Extract to read =>
-- START --

Then we let the so-called experts have their say. I asked people of a variety of racial and ethnic perspectives to discuss the radial divide, focusing on solutions. I avoided trying to hyperlink the stories above, which ran with no links in those print-first days (or if they had links, they were few and excluded from the archived versions that I kept). However, I add links where I can find them here, to update you on the people I quoted. The story ran with photos, but I do not have them. You can see them on the pdfs at the end of the story. Race and ethnicity were relevant to the story, but I did not always identify speakers by race or ethnicity. The photos did that. Some links provide photos, but I think you can usually tell from the context:

Search for Solutions

By STEPHEN BUTTRY

WORLD-HERALD STAFF WRITER

Honesty is needed to improve race relations, community leaders agree. But they differ over what painful truths must be faced.

We must admit, says Mayor Daub, that policy disagreements aren’t necessarily racial.

Buttry note: Daub, a Republican, served two terms as Omaha mayor after serving four terms in the U.S. House. Daub defeated African American Councilwoman Brenda Council the month before my story was published, in a campaign that highlighted and heightened the community’s racial divide. My oldest son, Mike, played in a band that entertained at a Daub re-election party and the mayor signed Mike’s jeans.

We must admit, says Liz Karnes, that deep racial wounds persist and demand the community’s attention. Buttry update note: Karnes, a longtime community leader and wife of former Republican U.S. Sen. David Karnes, died in 2003.

Daub and Dr. Karnes were among more than 20 people from various segments of Omaha and other Midlands communities who were asked about possible ways to improve race relations and close gaps between racial and ethnic groups at the community level and the personal level.

-- END --

Set tasks =>
- 1) Summarize the passage on race relations in Omaha in two sentences.
- 2) Retype the race relations passage word for word, everything from "We must admit, says Liz" down to "the personal level.".

Data lines =>
-- START --

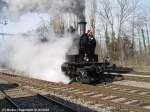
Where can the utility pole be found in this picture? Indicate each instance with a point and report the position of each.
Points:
(3, 23)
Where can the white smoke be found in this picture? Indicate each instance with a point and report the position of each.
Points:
(29, 54)
(42, 60)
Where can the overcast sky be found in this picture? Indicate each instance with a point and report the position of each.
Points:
(30, 21)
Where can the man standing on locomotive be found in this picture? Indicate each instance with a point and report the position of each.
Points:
(91, 45)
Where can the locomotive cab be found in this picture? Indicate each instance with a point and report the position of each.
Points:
(84, 66)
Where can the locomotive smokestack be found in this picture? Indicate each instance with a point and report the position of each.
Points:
(82, 28)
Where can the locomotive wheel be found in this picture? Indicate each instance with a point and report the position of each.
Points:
(83, 76)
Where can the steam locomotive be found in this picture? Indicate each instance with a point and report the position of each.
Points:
(84, 66)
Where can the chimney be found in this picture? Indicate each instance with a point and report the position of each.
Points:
(82, 28)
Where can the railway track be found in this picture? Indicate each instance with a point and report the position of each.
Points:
(23, 99)
(110, 97)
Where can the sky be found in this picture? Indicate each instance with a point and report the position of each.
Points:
(30, 21)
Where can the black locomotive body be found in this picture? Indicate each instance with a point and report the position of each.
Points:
(84, 66)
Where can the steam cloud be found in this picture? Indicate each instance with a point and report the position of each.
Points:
(28, 54)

-- END --

Final answers =>
- 1) Community leaders agree that honesty is needed to improve race relations but differ over which painful truths must be faced: Mayor Daub says policy disagreements aren't necessarily racial, while Liz Karnes says deep racial wounds persist and demand the community's attention. They were among more than 20 people from Omaha and other Midlands communities asked about ways to improve race relations and close gaps between racial and ethnic groups.

- 2)
We must admit, says Liz Karnes, that deep racial wounds persist and demand the community’s attention. Buttry update note: Karnes, a longtime community leader and wife of former Republican U.S. Sen. David Karnes, died in 2003.

Daub and Dr. Karnes were among more than 20 people from various segments of Omaha and other Midlands communities who were asked about possible ways to improve race relations and close gaps between racial and ethnic groups at the community level and the personal level.